Each entry below needs to be reproduced exactly as given.

━━ Source material ━━

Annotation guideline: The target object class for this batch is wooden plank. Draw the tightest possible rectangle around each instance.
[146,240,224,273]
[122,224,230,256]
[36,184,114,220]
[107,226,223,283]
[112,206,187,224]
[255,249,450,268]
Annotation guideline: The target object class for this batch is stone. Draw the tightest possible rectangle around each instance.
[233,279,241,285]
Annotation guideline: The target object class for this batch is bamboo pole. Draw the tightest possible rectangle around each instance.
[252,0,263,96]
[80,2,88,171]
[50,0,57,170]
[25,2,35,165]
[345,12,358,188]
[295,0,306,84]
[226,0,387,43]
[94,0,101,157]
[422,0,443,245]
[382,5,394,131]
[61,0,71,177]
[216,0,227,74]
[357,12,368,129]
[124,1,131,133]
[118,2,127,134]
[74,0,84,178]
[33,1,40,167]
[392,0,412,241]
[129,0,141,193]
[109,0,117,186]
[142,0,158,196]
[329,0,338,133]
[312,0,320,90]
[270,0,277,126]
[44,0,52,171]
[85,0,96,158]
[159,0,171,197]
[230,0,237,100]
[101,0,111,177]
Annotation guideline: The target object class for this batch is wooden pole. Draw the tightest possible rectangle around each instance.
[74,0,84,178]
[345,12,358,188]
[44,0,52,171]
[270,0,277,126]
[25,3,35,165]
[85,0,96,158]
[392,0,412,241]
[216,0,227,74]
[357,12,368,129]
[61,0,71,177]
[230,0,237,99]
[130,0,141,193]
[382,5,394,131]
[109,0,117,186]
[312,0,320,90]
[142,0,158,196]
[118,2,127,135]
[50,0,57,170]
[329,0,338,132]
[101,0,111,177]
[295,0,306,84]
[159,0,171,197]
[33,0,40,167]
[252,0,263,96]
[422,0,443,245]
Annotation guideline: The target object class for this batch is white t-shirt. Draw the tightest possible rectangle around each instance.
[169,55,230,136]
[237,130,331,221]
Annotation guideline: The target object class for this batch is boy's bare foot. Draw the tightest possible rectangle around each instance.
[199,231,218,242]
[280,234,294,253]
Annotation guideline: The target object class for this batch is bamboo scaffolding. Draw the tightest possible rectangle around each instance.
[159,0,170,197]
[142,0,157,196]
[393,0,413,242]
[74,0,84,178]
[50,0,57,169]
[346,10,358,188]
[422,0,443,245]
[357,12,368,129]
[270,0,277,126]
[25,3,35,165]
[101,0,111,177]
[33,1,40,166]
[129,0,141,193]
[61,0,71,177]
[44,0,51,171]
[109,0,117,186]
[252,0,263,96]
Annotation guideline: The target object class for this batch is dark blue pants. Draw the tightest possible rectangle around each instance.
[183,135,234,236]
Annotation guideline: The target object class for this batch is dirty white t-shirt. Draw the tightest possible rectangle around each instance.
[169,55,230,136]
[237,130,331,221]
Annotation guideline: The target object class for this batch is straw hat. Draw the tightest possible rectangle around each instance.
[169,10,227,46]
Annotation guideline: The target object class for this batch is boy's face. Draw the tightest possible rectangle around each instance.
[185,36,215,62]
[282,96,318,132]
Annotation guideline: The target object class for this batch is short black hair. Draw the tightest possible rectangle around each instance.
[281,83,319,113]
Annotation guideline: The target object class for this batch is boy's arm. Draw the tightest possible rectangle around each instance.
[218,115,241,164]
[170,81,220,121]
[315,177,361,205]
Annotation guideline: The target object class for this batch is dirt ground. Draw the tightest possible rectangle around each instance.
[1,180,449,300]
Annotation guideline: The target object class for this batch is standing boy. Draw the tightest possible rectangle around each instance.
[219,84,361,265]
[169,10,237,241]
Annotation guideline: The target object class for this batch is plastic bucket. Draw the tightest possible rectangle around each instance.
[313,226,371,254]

━━━

### Answer below
Annotation guideline: The target object class for this batch is wooden plank. Draw the tightest possible rectangle around each instance.
[146,240,224,273]
[122,224,230,256]
[36,184,114,220]
[107,226,223,283]
[112,206,187,224]
[255,249,450,268]
Annotation guideline: The target object class for this batch is stone. Draw the tightest possible rectangle around each instance.
[233,279,241,285]
Annotation guideline: The target object class for this batch is bamboo pole. Draw the tightest possible rectangle around each instance.
[252,0,263,96]
[80,2,88,171]
[50,0,57,170]
[25,2,35,165]
[345,12,358,188]
[295,0,306,84]
[226,0,387,43]
[94,0,101,157]
[422,0,443,245]
[382,5,394,131]
[61,0,71,177]
[216,0,227,74]
[357,12,368,129]
[124,1,131,133]
[118,2,127,134]
[74,0,84,178]
[33,1,40,167]
[392,0,412,241]
[129,0,141,193]
[109,0,117,186]
[142,0,158,196]
[329,0,338,133]
[312,0,320,90]
[270,0,277,126]
[44,0,52,171]
[85,0,96,158]
[159,0,171,197]
[230,0,237,100]
[101,0,111,177]
Annotation guideline: The target object class for this batch is wooden pole. Draw the tightest possible rectangle around each instance.
[74,0,84,178]
[345,12,358,188]
[44,0,52,171]
[270,0,277,126]
[25,3,35,165]
[85,0,96,158]
[392,0,412,241]
[216,0,227,74]
[357,12,368,129]
[61,0,71,177]
[230,0,237,99]
[130,0,141,193]
[382,5,394,131]
[109,0,117,186]
[312,0,320,90]
[142,0,158,196]
[118,2,127,135]
[50,0,57,170]
[329,0,338,132]
[101,0,111,177]
[295,0,306,84]
[159,0,171,197]
[33,0,40,167]
[252,0,263,96]
[422,0,443,245]
Annotation guideline: The target object class for this batch is white t-shirt. Draw the tightest possible rectangle around each instance.
[169,55,230,136]
[237,130,331,221]
Annotation guideline: The target object class for this batch is boy's bare foot. Draw the tightest possible rectangle around each instance.
[199,231,218,242]
[280,234,294,253]
Annotation guideline: The target object class for this batch is bamboo scaffolding. Draw the tightest possible rectangle around each instance.
[159,0,170,197]
[142,0,157,196]
[393,0,413,242]
[74,0,84,178]
[50,0,57,169]
[346,10,358,188]
[422,0,443,245]
[357,12,368,129]
[270,0,277,126]
[25,3,35,165]
[101,0,111,177]
[33,1,40,166]
[129,0,141,193]
[61,0,71,177]
[44,0,51,171]
[109,0,117,186]
[252,0,263,96]
Annotation guideline: The target object class for this batch is dark blue pants. Draw the tightest possible rectangle around each instance.
[183,135,234,236]
Annotation guideline: The target object class for this batch is dirty white t-shirt. Draw the tightest possible rectangle around each instance.
[169,55,230,136]
[237,130,331,221]
Annotation guideline: The target object class for this batch is straw hat. Draw the tightest possible rectangle around each instance.
[169,10,227,46]
Annotation guideline: The target object class for this batch is boy's face. Draw the tightest possible rectangle around each instance.
[185,36,215,62]
[282,96,318,132]
Annotation guideline: The target object class for this batch is short black hair. Draw the tightest possible rectangle around each instance.
[281,83,319,113]
Annotation guideline: The target object class for this batch is boy's arm. Draw the tightest possible rectangle around each instance.
[218,115,241,164]
[170,81,220,121]
[315,177,361,205]
Annotation guideline: The target object class for this batch is dirt ground. Draw the tightest possible rectangle around each instance.
[1,180,449,300]
Annotation guideline: The target object class for this batch is standing boy. Draw the tightest possible rectangle around each instance.
[219,84,361,265]
[169,10,237,241]
Annotation guideline: The target object class for this batch is plastic bucket. Draw the tightest possible rectangle around each instance.
[313,226,371,254]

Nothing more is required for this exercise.